» Prompt
Express the lines of the material below, beginning with the line that contains "Target: sofa cushion" and continuing through the line that contains "Would you be", as a JSON list of strings with one string per line and blank lines omitted.

» Records supplied
———
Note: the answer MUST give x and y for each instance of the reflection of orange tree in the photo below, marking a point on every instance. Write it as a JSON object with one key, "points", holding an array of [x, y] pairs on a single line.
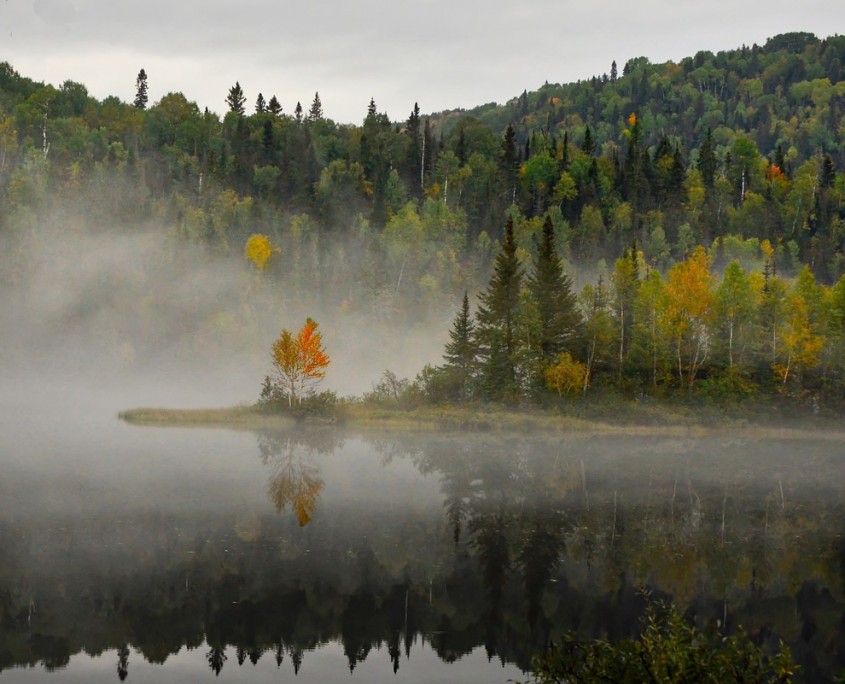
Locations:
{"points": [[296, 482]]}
———
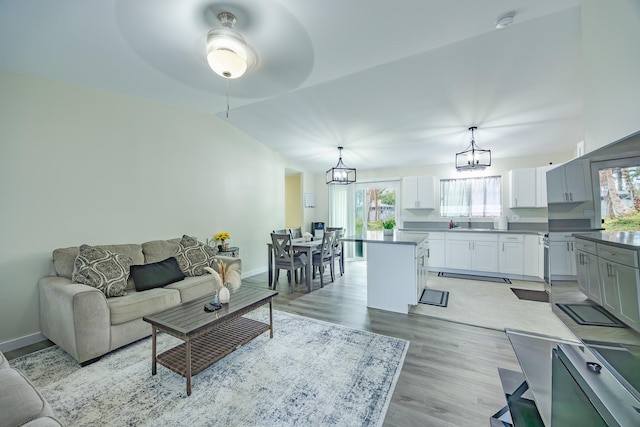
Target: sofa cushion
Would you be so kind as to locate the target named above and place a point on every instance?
———
» Response
[
  "Target: sofa cushion",
  "Would you be so kind as to locate the target named above and place a point on every instance?"
]